> _Required action_
Please reproduce the data exactly, excluding any pictures it contains.

> _Supplied material_
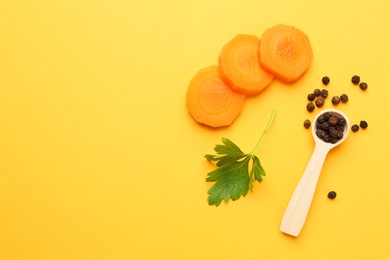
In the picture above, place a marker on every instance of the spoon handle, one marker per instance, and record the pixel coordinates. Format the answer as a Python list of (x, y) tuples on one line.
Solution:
[(295, 215)]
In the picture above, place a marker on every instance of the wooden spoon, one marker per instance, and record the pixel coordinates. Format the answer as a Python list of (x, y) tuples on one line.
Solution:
[(295, 215)]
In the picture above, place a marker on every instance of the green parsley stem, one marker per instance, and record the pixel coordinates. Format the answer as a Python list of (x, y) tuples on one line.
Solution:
[(265, 131)]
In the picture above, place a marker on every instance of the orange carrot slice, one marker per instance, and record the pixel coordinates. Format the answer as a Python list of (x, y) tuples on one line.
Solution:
[(211, 101), (285, 51), (239, 65)]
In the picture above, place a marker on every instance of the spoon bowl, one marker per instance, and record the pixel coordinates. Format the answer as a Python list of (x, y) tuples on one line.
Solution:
[(296, 212), (318, 140)]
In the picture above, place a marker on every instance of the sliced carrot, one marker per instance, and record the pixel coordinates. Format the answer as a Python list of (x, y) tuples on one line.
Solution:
[(239, 65), (211, 101), (285, 51)]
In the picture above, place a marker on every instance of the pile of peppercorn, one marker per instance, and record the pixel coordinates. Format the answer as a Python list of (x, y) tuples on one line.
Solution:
[(330, 127), (317, 99)]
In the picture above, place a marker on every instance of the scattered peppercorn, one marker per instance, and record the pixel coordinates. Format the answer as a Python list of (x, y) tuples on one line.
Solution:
[(355, 128), (324, 93), (325, 80), (310, 107), (332, 195), (328, 128), (335, 100), (344, 98), (311, 97), (320, 102), (363, 124), (363, 86), (355, 79), (307, 123)]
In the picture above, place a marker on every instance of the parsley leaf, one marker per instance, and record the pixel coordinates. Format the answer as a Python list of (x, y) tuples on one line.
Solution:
[(232, 177)]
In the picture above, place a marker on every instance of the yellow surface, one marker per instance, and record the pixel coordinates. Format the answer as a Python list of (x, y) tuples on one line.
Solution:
[(99, 158)]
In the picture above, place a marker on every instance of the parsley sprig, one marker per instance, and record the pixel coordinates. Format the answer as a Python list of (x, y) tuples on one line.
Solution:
[(236, 170)]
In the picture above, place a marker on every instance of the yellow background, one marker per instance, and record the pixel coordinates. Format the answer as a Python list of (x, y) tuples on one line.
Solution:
[(99, 158)]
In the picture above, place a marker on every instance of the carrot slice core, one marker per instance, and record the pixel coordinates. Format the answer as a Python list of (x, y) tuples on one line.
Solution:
[(239, 65), (285, 51), (211, 101)]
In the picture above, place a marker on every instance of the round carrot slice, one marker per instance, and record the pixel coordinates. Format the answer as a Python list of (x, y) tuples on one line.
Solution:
[(285, 51), (211, 101), (239, 65)]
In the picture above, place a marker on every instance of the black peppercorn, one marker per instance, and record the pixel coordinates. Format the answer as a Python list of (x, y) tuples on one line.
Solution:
[(363, 124), (355, 128), (332, 195), (333, 120), (355, 79), (320, 102), (325, 80), (310, 107), (335, 100), (328, 128), (320, 133), (311, 97), (307, 123), (341, 121), (363, 86), (324, 93), (344, 98), (324, 125)]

> _Response to this task_
In the picture above, place a marker on every instance of the spoon handle, one marker per instance, and record the pixel coordinates. Format the answer as a Python list of (x, y) tuples on one line.
Solution:
[(295, 215)]
In the picture above, place a marker on every instance of the wooden spoon, one marker per instance, and record the pixel coordinates. Format the answer as a Python list of (x, y) tuples on one line.
Solution:
[(295, 215)]
In the picture above, place a marker on every instance of the green parsley stem, one marker per instance, and record the pixel coordinates. Format the answer as a Python list of (x, y) tuples on one line.
Solution:
[(265, 131)]
In the picture above, place a marker on every instance of the orange carrot slice, one marker per instance, and record the pixel coordinates. Format the answer as a Python list of (x, y) tuples on one line.
Solution:
[(211, 101), (285, 51), (239, 65)]
In the picture above, place a marker on every instance of the spoon bowl, one marker per instance, and record the pixel coordinates. Format the answer as a Python list of (x, y) tuples on one line.
Solution:
[(296, 212), (318, 140)]
In the picture above, place a marker on every instance of the sliced carrot, one marker per instance, and record the pixel coordinates. Format the answer as a Python list of (x, y) tuples on one line.
Solution:
[(239, 65), (211, 101), (285, 51)]
In the picture above, place a marker on every instance of the pile of peppercorn, one marker per instance, and record the pixel coordinates. Format the answer as a Python list of (x, y) tuples on one line.
Solution:
[(330, 127), (317, 99)]
In the picture above, place a marker on every instance of the scattered peppercorn, one marker per instance, and record the pixel coordinates. Format the answer as a Python list of (x, y) tuples on one line.
Solution:
[(355, 128), (324, 93), (325, 80), (310, 107), (332, 195), (328, 128), (335, 100), (344, 98), (311, 97), (320, 102), (363, 124), (363, 86), (355, 79), (307, 123)]
In the picture above, place a marker on every instance of the parsley leaf, one marker per instance, and record the pixel coordinates. Format the answer as a Python list of (x, y) tuples on one line.
Solution:
[(232, 177)]
In the picture above, place a marker on every instance of the yellow surface, one marker per instance, and record the pixel coordinates. Format the answer as a Python list of (x, y) tuples on one line.
Solution:
[(99, 158)]
In the picture above, place a marker on every instance of the parsley sprig, one marker per instance, and record the pixel coordinates. Format the answer as a Python list of (x, y) tuples on one line.
Solution:
[(236, 170)]
In the picture above, place a marker on every instance of the yellow background, one marker per instance, and record the pixel coordinates. Format the answer as a Python list of (x, y) tuples on one line.
Solution:
[(99, 158)]
In the picture above, place a marker on every instance of the carrot slice core, one marker per instance, and record the pixel coordinates. Format the answer as a Python list of (x, y) tuples on one line.
Solution:
[(239, 65), (285, 51), (211, 101)]
In the picture above, place a marker on every instance of the round carrot slice, one marker per instance, and record the pixel coordinates. Format the answer as a Python list of (x, y) tuples on one line.
Solution:
[(285, 51), (211, 101), (239, 65)]
In the picture above, place a marker on every instance of the black peppercorn, one marker per instance, and record the pixel coordinates. Format the answer as a Python list of (x, y) tuples on one line.
Solution:
[(363, 124), (355, 128), (332, 195), (333, 120), (355, 79), (320, 102), (325, 80), (310, 107), (335, 100), (328, 128), (320, 133), (311, 97), (307, 123), (341, 121), (363, 86), (324, 93), (344, 98), (324, 125)]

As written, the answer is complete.